What to work on:
- 1) From the post on personality and health care, copy the passage from "I was thinking" up to and including "health care options.".
- 2) According to the post on personality and health care, what does government health care usually come complete with?

Excerpt:
········
Personality and health care *UPDATED*

I was thinking about government care today, not in terms of dollars and cents, but in terms of the human factor.  Government health care imagines that all people will respond to situations in the same way, both physically and emotionally.  But that’s not how people are.

The medicine that makes one person feel wonderful has another person retching miserably — yet government health care usually comes complete with a limited list of available medications.  While one person responds fabulously to a procedure, another may get no benefit at all — yet government health care, in the interests of efficiency, always ends up dialing down the available range of health care options.

And then there are the personalities.  I’m not even talking about the bad habits, whether smoking, drug abuse, too much chocolate, etc.  I’m talking about people’s fundamental beliefs about their own health.

One sweet old lady I know is a true hypochondriac, constantly searching for the next illness.  Bundled in with that emotional baggage are genuine health problems, so that the doctors always have to take her complaints seriously.  She costs her insurance company a staggering fortunate.

Another sweet old lady I know is in complete denial, and that’s true despite her genuine health problems.  Because she refuses to deal with symptoms as they arise, everything with her is serious by the time she gets to the emergency room.  She also costs her insurance company a staggering fortune.
········
Dataset:
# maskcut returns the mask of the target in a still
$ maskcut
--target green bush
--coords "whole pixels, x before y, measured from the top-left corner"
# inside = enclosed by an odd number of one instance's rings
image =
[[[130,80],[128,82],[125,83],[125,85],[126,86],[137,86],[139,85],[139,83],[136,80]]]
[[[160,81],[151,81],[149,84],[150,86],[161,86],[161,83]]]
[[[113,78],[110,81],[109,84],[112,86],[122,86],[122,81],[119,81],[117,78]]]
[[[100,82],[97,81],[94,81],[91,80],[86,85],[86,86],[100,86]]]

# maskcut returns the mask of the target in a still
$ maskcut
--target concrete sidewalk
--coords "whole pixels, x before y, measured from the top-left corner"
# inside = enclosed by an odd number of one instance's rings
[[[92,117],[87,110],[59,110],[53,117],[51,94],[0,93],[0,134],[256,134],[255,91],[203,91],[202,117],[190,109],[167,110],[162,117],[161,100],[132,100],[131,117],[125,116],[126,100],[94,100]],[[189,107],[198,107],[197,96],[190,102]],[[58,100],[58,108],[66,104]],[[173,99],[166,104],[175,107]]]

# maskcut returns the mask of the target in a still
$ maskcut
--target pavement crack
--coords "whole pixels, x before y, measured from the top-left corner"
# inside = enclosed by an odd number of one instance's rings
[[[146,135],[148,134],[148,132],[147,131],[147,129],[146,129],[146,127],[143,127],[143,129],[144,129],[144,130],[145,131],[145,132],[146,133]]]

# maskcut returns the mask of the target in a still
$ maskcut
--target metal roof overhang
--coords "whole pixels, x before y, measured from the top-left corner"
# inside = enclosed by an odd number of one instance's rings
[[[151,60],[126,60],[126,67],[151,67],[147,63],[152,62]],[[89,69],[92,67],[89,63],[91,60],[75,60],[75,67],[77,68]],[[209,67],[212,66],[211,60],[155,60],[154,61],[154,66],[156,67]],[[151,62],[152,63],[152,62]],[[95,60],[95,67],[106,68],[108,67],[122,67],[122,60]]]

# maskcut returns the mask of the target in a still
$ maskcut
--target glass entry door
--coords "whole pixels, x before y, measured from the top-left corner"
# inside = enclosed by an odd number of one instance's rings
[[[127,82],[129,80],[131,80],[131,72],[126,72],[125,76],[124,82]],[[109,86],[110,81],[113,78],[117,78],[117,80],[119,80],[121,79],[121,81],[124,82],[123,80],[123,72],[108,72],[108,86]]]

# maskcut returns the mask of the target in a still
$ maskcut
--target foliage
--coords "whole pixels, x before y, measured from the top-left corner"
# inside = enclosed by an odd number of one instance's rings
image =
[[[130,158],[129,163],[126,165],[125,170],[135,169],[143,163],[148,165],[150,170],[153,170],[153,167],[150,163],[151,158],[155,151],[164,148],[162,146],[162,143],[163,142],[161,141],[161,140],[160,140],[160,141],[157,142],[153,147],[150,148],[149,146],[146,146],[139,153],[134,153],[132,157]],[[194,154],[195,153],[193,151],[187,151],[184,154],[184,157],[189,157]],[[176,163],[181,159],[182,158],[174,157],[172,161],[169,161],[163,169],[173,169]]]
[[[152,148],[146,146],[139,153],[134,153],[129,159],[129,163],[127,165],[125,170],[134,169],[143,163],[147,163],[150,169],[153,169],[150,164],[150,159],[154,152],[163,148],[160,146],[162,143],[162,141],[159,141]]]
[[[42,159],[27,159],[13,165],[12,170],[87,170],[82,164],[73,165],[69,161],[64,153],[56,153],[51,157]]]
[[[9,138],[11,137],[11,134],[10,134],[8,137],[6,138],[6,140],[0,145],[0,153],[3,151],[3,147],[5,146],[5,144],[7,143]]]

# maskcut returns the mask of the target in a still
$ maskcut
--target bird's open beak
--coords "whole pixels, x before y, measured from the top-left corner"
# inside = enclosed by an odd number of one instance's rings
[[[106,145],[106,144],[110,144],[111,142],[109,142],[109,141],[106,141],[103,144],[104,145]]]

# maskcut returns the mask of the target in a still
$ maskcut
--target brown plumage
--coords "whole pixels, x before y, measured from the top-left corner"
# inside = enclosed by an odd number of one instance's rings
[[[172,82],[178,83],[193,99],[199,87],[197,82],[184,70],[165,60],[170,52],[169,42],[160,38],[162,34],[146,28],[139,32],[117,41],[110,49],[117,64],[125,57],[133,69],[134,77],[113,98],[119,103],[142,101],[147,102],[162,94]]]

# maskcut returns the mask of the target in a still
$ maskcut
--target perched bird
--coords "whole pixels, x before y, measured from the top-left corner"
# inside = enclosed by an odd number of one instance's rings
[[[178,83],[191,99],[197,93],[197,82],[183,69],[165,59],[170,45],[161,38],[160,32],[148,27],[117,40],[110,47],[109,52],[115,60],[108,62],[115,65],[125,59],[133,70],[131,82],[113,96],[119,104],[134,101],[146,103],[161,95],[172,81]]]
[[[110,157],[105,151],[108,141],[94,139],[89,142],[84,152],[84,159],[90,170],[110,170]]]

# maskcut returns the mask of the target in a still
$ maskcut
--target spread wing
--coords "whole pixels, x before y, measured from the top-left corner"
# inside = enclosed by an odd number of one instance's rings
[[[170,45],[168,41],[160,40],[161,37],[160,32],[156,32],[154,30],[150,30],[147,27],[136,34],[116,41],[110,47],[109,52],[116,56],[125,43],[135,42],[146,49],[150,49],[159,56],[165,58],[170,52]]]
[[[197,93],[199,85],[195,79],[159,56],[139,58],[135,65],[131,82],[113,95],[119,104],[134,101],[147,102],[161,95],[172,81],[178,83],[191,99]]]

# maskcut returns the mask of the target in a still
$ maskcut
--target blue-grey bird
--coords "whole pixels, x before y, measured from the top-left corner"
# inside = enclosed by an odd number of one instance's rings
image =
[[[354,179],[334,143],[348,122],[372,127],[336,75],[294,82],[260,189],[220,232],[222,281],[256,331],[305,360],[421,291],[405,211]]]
········
Task-by-task outputs:
- 1)
I was thinking about government care today, not in terms of dollars and cents, but in terms of the human factor.  Government health care imagines that all people will respond to situations in the same way, both physically and emotionally.  But that’s not how people are.

The medicine that makes one person feel wonderful has another person retching miserably — yet government health care usually comes complete with a limited list of available medications.  While one person responds fabulously to a procedure, another may get no benefit at all — yet government health care, in the interests of efficiency, always ends up dialing down the available range of health care options.

- 2) A limited list of available medications.